The effects were derived as ratios from the model but expressed as percentage difference. Magnitudes of effects were categorised in relation to the default thresholds for counts, with small, moderate and large factor effects of x/÷1.10, x/÷1.40 and x/÷2.0 (+10%/-9%, +40%/-29% and 100%/-50%) (Hopkins, 2010). An inference about the true (large-sample) value of the effect was based on uncertainty in its magnitude: if the 90% confidence interval overlapped small positive and negative values, the magnitude was deemed unclear; otherwise, the magnitude was deemed to be the observed magnitude (Batterham and Hopkins, 2006).
Results
Results are presented only for the analysis when games data from the three cohorts (Aspire teams born 1991, 1992 and 1993) were combined. The individual analysis for each cohort produced mainly unclear effects.
Age effect
Age difference had similar effects for Aspire and Opposition, so they were combined into a single effect. An one-year difference between playing teams offered a small advantage of 27% more goals for the older one (confidence interval 13 to 42%). The age effect was mod-elled as a linear variable with the log of mean number of goals; consequently two- and three-year gaps resulted in moderate and large effects of 61% and 105% more goals scored by the older team.

Recorded data
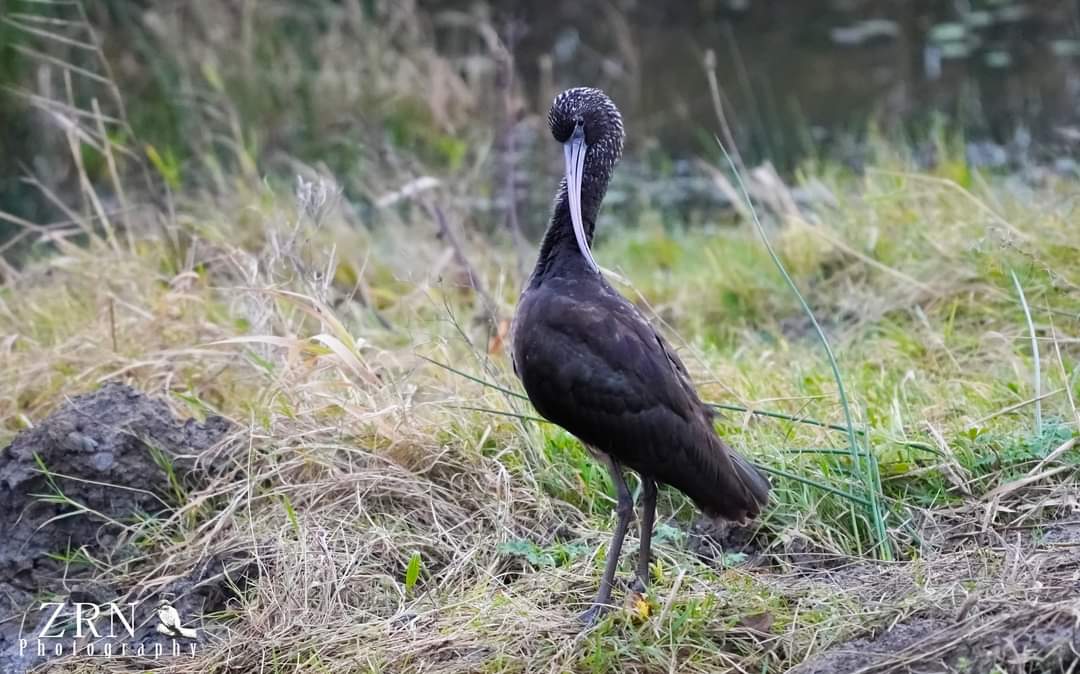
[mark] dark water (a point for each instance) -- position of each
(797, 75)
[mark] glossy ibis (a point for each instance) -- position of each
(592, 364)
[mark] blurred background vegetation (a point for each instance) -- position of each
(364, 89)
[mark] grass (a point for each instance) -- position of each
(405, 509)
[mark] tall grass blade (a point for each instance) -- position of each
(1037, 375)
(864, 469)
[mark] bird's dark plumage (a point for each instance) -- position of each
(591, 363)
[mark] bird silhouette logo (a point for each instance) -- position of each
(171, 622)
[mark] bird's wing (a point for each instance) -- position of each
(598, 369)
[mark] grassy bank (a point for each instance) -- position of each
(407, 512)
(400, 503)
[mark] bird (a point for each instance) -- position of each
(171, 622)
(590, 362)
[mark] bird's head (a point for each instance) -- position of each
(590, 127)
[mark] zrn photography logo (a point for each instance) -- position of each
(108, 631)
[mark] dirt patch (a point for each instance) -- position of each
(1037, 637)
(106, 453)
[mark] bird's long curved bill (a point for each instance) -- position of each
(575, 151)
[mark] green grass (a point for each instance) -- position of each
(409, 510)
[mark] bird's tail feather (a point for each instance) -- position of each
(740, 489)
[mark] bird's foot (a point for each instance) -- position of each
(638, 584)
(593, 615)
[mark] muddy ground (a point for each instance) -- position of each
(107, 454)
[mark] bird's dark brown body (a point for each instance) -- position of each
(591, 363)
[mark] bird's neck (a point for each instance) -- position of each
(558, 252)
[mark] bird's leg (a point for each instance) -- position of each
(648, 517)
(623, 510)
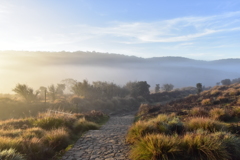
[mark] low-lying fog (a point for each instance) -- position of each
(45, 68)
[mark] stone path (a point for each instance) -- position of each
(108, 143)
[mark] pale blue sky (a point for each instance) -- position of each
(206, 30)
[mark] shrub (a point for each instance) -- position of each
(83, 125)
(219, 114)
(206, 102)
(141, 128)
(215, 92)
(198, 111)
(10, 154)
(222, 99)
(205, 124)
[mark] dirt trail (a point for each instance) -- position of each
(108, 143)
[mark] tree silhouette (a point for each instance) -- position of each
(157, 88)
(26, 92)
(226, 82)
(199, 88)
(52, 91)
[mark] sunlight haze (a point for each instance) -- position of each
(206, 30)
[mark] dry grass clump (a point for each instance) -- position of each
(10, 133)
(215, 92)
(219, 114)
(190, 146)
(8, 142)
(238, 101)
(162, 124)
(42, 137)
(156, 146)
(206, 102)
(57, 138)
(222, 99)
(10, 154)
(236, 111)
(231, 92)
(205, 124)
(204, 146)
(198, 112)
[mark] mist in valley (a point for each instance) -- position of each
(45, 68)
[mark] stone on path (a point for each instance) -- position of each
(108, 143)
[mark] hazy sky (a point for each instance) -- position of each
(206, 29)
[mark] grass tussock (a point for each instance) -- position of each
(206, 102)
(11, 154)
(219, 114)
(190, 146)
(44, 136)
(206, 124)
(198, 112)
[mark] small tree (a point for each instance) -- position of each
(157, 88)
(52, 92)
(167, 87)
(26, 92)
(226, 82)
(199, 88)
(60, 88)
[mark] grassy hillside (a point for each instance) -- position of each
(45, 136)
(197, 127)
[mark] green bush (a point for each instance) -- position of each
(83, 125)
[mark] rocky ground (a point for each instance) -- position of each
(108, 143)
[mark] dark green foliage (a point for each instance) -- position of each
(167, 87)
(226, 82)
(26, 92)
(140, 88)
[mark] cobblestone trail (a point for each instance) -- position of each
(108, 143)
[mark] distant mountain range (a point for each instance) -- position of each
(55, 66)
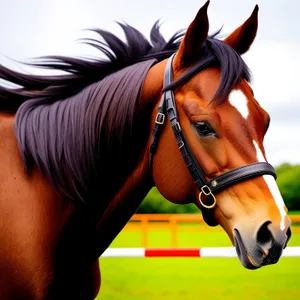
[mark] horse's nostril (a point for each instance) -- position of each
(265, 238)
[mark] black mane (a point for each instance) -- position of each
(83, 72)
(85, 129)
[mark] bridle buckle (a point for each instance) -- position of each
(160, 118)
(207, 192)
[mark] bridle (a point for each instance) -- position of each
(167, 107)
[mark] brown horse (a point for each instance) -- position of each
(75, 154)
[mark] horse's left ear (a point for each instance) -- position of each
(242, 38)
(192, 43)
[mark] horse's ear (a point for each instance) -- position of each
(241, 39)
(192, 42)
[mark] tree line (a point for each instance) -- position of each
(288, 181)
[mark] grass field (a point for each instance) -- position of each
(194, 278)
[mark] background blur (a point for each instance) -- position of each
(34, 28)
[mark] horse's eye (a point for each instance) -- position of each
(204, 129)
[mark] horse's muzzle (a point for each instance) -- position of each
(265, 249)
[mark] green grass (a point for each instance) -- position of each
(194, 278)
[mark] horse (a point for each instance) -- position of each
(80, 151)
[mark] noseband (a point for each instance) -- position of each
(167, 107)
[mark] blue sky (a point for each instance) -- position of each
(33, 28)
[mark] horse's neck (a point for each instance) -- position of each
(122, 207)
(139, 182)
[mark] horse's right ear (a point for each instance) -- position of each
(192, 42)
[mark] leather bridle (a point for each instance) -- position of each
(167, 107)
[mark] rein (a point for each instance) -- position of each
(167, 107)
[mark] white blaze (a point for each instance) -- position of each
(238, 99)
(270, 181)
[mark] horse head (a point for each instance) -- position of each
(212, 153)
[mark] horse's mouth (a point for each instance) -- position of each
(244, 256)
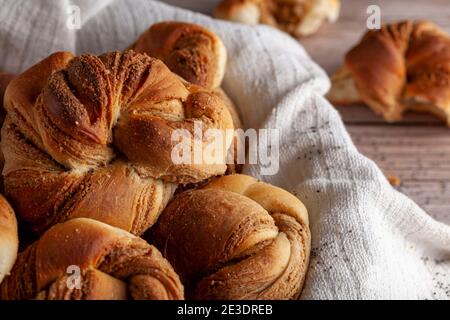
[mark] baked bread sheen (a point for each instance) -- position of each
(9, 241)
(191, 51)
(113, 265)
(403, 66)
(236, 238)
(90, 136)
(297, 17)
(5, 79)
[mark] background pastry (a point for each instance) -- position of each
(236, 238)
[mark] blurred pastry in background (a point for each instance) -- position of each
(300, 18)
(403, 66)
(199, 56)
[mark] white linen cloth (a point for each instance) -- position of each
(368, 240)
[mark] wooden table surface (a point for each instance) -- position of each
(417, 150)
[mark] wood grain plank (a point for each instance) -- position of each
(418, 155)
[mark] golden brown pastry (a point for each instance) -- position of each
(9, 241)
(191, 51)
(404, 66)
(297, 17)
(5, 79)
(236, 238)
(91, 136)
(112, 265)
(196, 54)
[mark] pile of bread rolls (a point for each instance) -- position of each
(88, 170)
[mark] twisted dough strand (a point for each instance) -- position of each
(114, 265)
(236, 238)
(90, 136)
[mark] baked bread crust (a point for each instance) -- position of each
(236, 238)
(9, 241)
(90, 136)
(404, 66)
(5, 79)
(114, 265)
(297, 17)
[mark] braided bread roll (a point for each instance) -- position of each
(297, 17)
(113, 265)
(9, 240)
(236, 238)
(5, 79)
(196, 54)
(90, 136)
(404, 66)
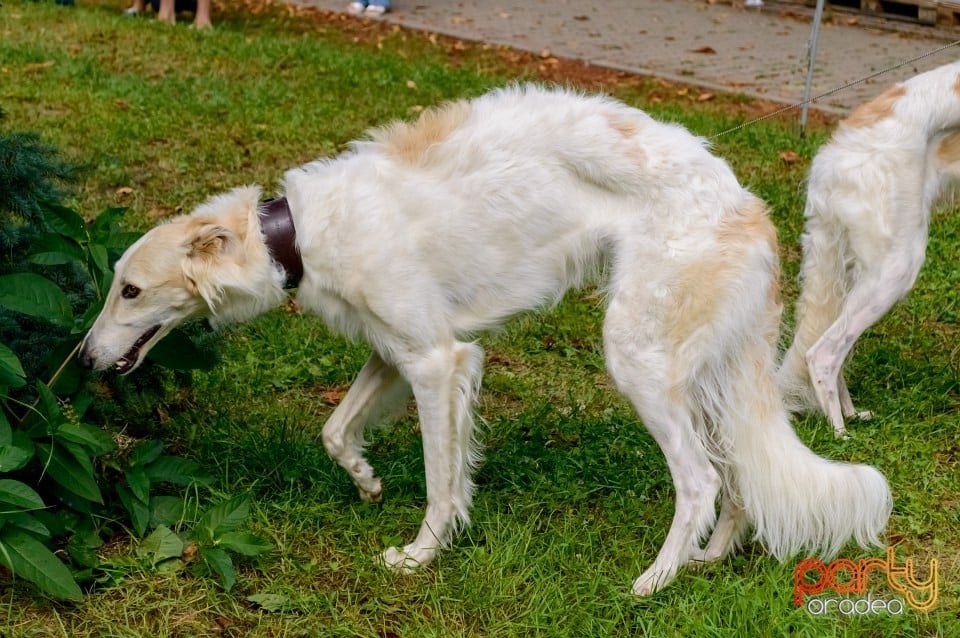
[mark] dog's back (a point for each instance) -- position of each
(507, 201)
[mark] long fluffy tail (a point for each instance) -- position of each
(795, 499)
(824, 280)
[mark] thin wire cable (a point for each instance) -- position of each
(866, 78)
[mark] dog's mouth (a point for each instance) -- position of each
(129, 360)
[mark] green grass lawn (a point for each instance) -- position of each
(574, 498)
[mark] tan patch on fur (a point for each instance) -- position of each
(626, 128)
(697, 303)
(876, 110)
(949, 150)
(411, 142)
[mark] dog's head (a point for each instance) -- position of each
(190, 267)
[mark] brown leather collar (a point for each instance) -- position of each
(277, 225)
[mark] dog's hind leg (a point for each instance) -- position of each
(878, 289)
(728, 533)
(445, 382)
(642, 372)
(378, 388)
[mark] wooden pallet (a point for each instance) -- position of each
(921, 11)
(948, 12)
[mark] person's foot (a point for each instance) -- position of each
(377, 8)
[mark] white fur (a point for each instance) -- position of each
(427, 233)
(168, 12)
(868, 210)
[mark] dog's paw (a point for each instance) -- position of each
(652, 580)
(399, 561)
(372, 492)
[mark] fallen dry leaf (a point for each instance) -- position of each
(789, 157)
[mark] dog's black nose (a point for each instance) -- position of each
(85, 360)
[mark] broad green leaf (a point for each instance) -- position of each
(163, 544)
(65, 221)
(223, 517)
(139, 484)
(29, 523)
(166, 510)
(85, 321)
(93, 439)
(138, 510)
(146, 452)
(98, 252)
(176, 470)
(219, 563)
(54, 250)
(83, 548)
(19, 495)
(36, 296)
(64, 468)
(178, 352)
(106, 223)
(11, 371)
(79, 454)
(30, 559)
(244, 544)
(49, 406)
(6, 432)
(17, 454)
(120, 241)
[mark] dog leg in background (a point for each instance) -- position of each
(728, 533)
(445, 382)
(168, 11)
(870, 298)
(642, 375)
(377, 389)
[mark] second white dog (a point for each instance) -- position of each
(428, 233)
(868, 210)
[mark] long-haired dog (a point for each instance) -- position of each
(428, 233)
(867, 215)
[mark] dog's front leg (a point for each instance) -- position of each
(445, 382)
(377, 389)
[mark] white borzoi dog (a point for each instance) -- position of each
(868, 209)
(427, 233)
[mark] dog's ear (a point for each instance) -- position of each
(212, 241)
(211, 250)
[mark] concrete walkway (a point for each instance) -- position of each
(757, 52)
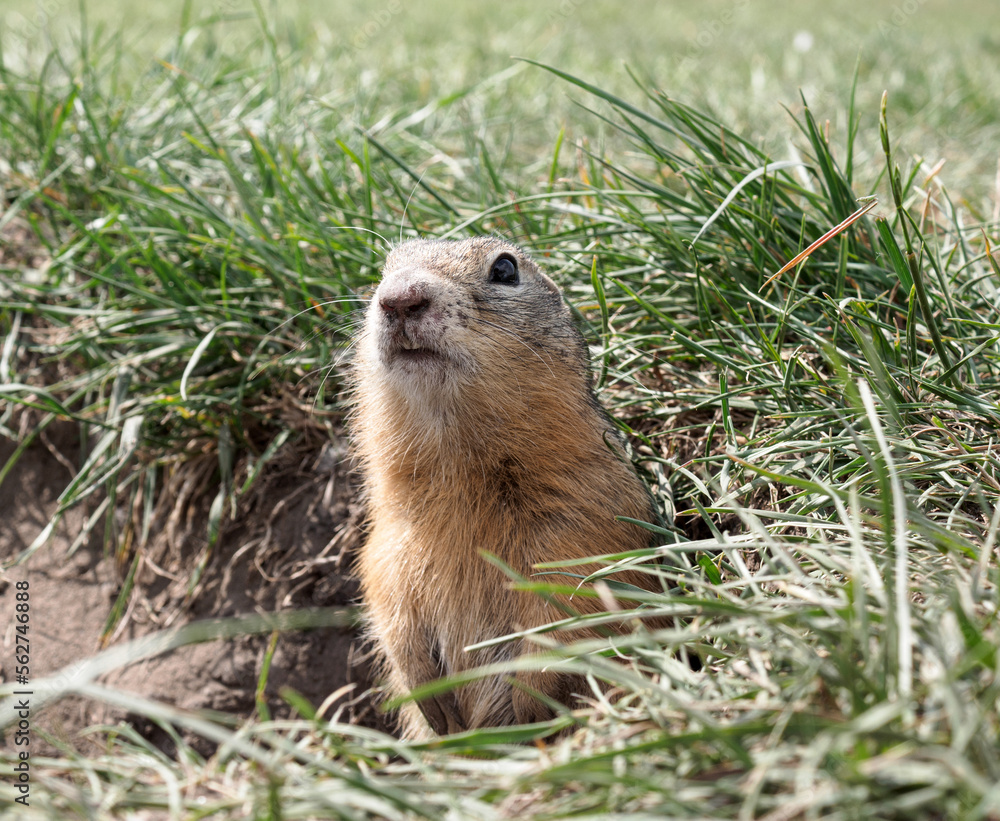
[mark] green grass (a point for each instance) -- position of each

> [Directions for this task]
Answer these questions about the age-and-goals extract:
(a) What factor threshold marked a moderate effect?
(b) In which years were the three combined Aspire cohorts born?
(c) How many more goals did the older team score with a one-year age difference?

> [Exercise answer]
(a) A factor effect of x/÷1.40 (+40%/-29%).
(b) 1991, 1992 and 1993.
(c) 27% more goals (confidence interval 13 to 42%).